## PASSAGE SHOWN
%%
Deoxy – and reoxygenation slopes were calculated for each parameter [TSIslope, (HHb)slope, (O2Hb)slope and ΔHbslope] as the slope of TSI, [HHb], [O2Hb], and ΔHb during the first 30 s of the deoxy – or reoxygenation curve (Figure 3) (Papadopoulos et al., 2018). The start, the end, and the peak value of the deoxy – or reoxygenation curve were calculated using an automatic peaks detection Python routine, with a 10% threshold for both start and end (Python 3.8.8). The data analyzed in this study is part of a larger dataset previously published to assess intra- and inter-session NIRS device reliability (Desanlis et al., 2022). This study provides original findings on muscle oxygenation responses to arterial occlusion.
Figure 3. Example of tissue saturation index (TSI%), oxyhemoglobin concentration [(O2Hb)] and deoxyhemoglobin concentration [(HHb)] responses during the protocol for a single participant in group 3 (G3: 250 mmHg). The dashed rectangle represents the last minute at baseline, which is averaged to provide the baseline value of each parameter. When the cuff is inflated during occlusion phases (O1, O2, O3; in grey on the graph), both TSI% and [O2Hb] decrease until their minimum, whereas [HHb] increases to its maximum. When the cuff is deflated at the beginning of reperfusions phases (R1, R2, R3), TSI% and [O2Hb] rise until their maximum above the baseline value (hyperemia spike), whereas [HHb] reach its minimum. During occlusion phases and post-occlusive reactive hyperemia phases, the area under the curve (AUC) is calculated.
%%
## MATERIAL SUPPLIED
%%
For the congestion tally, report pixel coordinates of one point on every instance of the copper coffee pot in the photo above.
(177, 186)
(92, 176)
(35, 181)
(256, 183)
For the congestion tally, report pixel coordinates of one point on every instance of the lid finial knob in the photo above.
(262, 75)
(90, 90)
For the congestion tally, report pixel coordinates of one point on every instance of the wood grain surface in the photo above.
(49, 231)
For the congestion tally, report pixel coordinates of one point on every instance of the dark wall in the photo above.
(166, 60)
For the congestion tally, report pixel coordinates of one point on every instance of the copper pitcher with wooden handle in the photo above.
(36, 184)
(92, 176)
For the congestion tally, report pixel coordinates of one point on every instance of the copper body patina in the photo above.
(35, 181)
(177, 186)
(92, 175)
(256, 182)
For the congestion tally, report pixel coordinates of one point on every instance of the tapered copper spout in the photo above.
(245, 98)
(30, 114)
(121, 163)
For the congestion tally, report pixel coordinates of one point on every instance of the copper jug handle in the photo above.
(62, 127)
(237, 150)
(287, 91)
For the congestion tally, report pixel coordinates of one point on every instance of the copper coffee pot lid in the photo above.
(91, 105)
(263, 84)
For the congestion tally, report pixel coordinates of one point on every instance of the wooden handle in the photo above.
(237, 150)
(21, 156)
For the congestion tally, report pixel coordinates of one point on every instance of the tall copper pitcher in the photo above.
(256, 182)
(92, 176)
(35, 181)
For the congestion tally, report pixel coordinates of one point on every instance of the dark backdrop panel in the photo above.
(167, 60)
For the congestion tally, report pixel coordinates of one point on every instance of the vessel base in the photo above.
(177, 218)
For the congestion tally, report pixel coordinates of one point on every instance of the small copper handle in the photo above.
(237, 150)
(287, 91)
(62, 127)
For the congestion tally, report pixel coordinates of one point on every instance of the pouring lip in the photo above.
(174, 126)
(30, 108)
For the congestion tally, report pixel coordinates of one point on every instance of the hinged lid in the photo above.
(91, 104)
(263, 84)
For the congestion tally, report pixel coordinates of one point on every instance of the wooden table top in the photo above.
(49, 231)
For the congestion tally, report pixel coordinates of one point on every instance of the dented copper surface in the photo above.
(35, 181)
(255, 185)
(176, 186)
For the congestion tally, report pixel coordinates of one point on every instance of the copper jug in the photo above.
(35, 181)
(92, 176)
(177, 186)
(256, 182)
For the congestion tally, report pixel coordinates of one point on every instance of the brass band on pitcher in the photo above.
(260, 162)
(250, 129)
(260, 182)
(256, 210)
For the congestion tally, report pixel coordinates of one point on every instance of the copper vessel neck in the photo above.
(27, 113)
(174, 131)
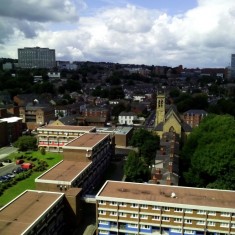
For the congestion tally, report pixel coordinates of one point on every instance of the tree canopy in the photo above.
(208, 156)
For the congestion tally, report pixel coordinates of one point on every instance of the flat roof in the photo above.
(63, 172)
(11, 119)
(67, 128)
(86, 141)
(164, 194)
(121, 130)
(22, 212)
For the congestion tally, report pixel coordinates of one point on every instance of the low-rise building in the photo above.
(194, 116)
(134, 208)
(53, 138)
(33, 212)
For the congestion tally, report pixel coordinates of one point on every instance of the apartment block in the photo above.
(36, 57)
(194, 116)
(135, 208)
(85, 160)
(53, 138)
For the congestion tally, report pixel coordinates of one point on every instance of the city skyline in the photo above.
(194, 33)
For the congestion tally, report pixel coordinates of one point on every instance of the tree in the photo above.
(147, 143)
(25, 143)
(207, 157)
(135, 168)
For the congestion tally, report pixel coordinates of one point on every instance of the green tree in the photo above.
(207, 158)
(25, 143)
(135, 168)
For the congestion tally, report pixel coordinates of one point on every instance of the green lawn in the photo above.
(21, 186)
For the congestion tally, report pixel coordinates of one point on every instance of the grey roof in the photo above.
(196, 111)
(127, 114)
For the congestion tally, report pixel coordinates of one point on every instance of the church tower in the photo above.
(160, 108)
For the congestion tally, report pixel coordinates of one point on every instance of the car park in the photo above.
(7, 161)
(17, 170)
(10, 175)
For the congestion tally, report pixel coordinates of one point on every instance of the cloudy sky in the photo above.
(194, 33)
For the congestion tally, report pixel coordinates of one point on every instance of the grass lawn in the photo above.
(21, 186)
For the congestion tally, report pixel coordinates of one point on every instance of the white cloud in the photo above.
(201, 37)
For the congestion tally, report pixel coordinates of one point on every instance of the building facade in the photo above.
(36, 57)
(134, 208)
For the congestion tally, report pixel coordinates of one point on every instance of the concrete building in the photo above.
(122, 134)
(194, 116)
(10, 129)
(134, 208)
(127, 118)
(36, 57)
(33, 212)
(53, 138)
(232, 74)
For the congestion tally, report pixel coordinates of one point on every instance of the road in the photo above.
(7, 168)
(5, 151)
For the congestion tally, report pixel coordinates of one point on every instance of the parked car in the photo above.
(17, 170)
(19, 161)
(7, 160)
(26, 166)
(11, 175)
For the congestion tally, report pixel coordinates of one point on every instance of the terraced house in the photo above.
(134, 208)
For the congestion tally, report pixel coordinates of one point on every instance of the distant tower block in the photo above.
(160, 108)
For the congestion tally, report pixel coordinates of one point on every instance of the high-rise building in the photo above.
(36, 57)
(232, 66)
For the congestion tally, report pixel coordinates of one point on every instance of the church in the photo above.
(169, 120)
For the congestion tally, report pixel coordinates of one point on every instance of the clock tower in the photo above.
(160, 108)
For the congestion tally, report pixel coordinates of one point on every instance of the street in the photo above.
(5, 151)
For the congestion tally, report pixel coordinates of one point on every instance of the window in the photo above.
(122, 214)
(225, 214)
(201, 222)
(132, 225)
(188, 221)
(145, 226)
(113, 203)
(211, 223)
(134, 205)
(176, 230)
(103, 222)
(122, 204)
(156, 217)
(178, 220)
(165, 218)
(143, 216)
(113, 213)
(143, 206)
(165, 208)
(178, 210)
(201, 212)
(212, 213)
(224, 225)
(101, 202)
(134, 216)
(188, 231)
(102, 212)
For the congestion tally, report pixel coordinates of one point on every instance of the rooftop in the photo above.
(67, 128)
(18, 215)
(65, 171)
(87, 140)
(163, 194)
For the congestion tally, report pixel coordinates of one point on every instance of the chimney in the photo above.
(170, 167)
(157, 174)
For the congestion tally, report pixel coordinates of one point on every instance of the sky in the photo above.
(192, 33)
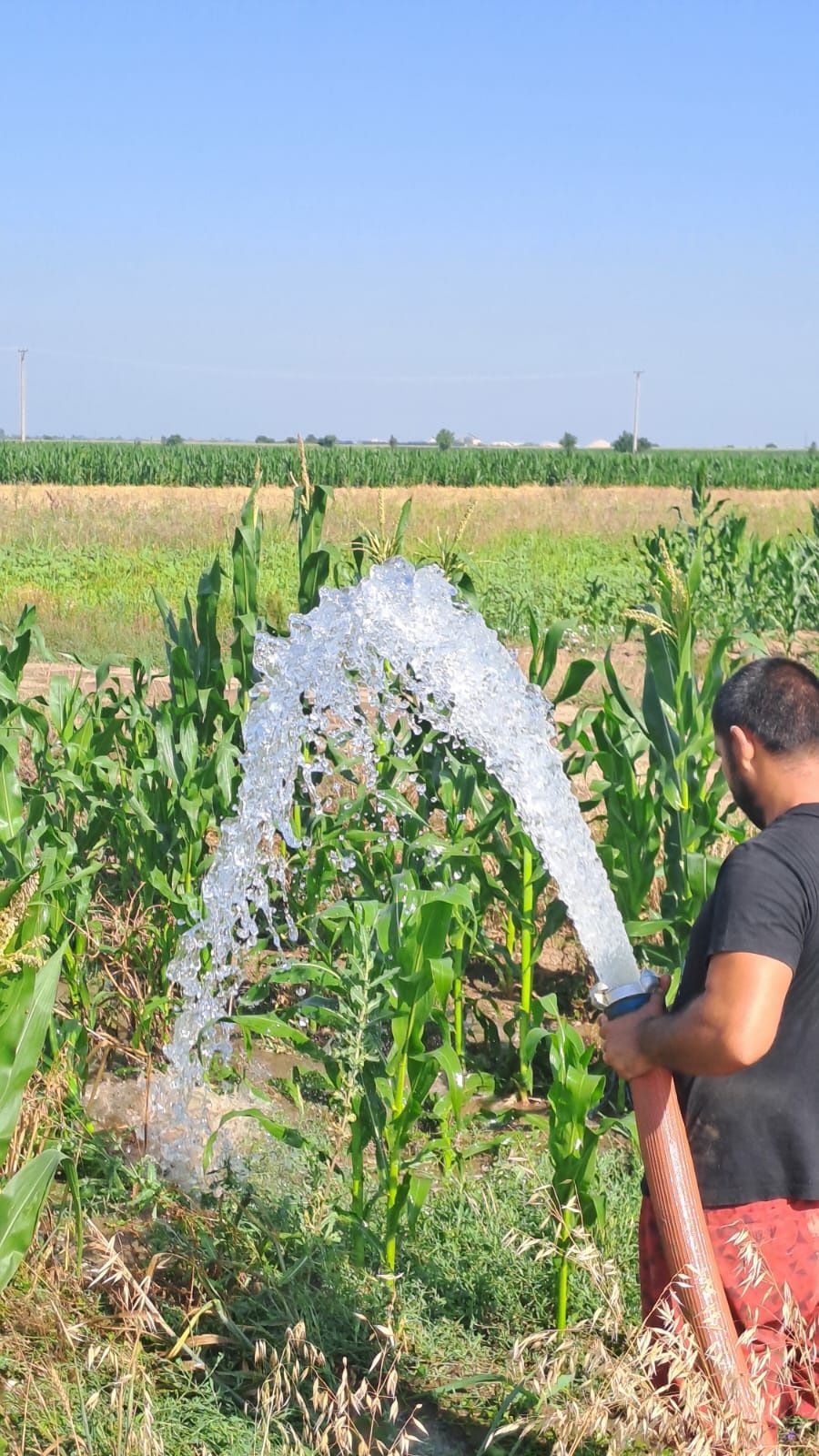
%%
Condense the paragraph of the muscle oxygenation passage that opens with "Deoxy – and reoxygenation slopes" while keeping its main facts. The data have nothing to do with the muscle oxygenation passage.

## ANSWER BOX
Slopes for TSI, [HHb], [O2Hb], and ΔHb were calculated over the first 30 s of each deoxy- or reoxygenation curve (Papadopoulos et al., 2018). A Python 3.8.8 automatic peak-detection routine found each curve's start, end, and peak, using a 10% threshold for start and end. The data belong to a larger dataset published earlier to assess intra- and inter-session NIRS device reliability (Desanlis et al., 2022). This study reports original findings on muscle oxygenation responses to arterial occlusion.